- **WRITTEN PROBLEM 1**: Please decide whether each statement agrees with the differential forms thread below, answering yes or no and quoting the words that settle it: (a) the totally antisymmetric symbol is a tensor; (b) the symbol vanishes if any index repeats; (c) $\phi$, $f$ and $g$ are 1-form functions.
- **WRITTEN PROBLEM 2**: In the differential forms thread below, why does the asker want to know how $\epsilon$ is defined? Answer in one to three sentences.

- **SELECTED TEXT**:
▼
Could anyone please help me with the following three questions? They are simple questions, but I am confused.
With a $2$-form $F=\frac{1}{2}F_{\mu\nu}dx^{\mu}\wedge dx^{\nu}$ in 4 dimension, what is the explicit expression of $\int F\wedge F$ in coordinates? I got something like $$ \int F\wedge F= \frac{1}{4}\int F_{\mu\nu}F_{\rho\sigma}\epsilon^{\mu\nu\rho\sigma}d^4x.$$ My question is: How is that $\epsilon$ defined? I found several definitions and they differ from each other by a factor of $\sqrt{|g|}$ infront. If I am going to do it in 4-D spherical coordinate, how does $\epsilon$ look like ?
What is the explicit expression of this one in a 3-D coordinate? $$\int_{R^3} d(\phi df\wedge dg)$$ $\phi$, $f$ and $g$ are $0$-form functions. What if I use the Stoke's theorem, $$\int_{\partial R^3} \phi df\wedge dg$$ how does it look like explicitly in some coordinate?
1. question
The totally antisymmetric symbol $\varepsilon_{i_1,i_2,\dots,i_n}$ ($=1$ if indexes not permuted) is not a tensor. Usually, it is just a symbol. The total antisymmetry means that it is antisymmetric in all indexes, meaning that it changes sign to $-1$ if the permutation of indexes is odd, and remains $+1$ if the permutation is even, and it vanishes if any index repeats.
▲
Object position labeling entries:
▼
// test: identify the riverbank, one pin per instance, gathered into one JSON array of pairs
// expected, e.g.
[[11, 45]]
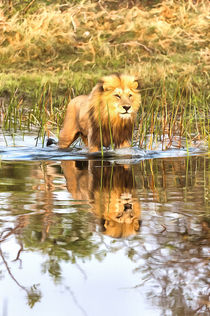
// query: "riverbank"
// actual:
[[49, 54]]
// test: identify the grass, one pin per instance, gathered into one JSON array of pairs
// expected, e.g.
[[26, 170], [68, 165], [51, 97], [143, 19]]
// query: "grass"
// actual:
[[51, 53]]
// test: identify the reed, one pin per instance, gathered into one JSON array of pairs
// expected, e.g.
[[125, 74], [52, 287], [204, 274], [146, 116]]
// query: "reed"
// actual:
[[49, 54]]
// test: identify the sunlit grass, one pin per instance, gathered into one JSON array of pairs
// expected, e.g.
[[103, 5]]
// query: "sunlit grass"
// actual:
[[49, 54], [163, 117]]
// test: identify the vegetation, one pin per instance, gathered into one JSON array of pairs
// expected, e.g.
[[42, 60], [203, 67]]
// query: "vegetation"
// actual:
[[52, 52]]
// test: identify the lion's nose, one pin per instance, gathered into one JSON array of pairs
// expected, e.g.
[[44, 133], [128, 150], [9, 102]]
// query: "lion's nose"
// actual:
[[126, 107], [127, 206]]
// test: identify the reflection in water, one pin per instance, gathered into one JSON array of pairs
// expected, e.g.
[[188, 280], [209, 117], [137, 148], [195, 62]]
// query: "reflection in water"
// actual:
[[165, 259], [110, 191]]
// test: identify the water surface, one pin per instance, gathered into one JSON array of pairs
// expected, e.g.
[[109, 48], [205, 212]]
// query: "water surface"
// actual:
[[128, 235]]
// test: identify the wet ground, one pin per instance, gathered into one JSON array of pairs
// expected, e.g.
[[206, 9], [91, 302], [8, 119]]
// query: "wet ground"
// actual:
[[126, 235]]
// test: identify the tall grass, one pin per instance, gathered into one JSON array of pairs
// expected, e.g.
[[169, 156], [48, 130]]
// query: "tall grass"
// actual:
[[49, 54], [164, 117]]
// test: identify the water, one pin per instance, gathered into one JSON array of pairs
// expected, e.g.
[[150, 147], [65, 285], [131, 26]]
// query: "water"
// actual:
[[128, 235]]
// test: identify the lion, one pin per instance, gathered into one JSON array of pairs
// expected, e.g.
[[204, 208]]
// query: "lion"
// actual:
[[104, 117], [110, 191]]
▲
▼
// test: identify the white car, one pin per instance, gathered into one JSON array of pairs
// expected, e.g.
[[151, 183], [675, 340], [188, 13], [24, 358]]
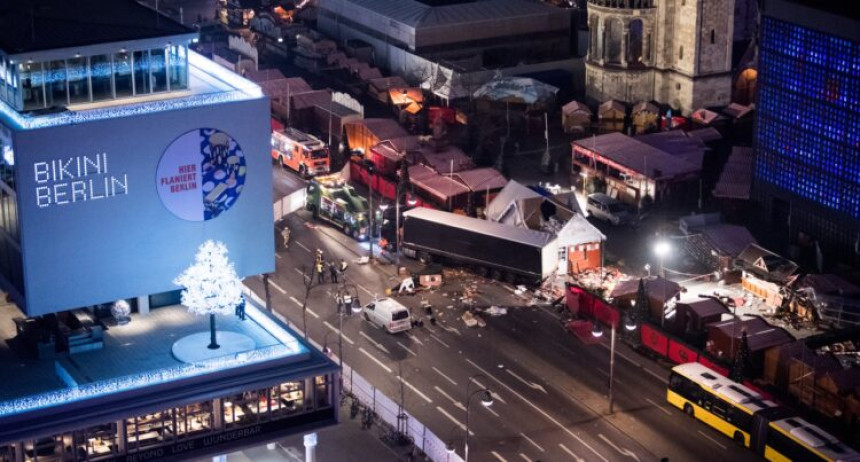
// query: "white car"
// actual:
▲
- **EXERCISE SOLUTION 1**:
(a) No: "is not a tensor."
(b) Yes: "it vanishes if any index repeats."
(c) No: "$\phi$, $f$ and $g$ are $0$-form functions."

- **EXERCISE SOLUTION 2**: The asker found several definitions of $\epsilon$. They differ from each other by a factor of $\sqrt{|g|}$ in front.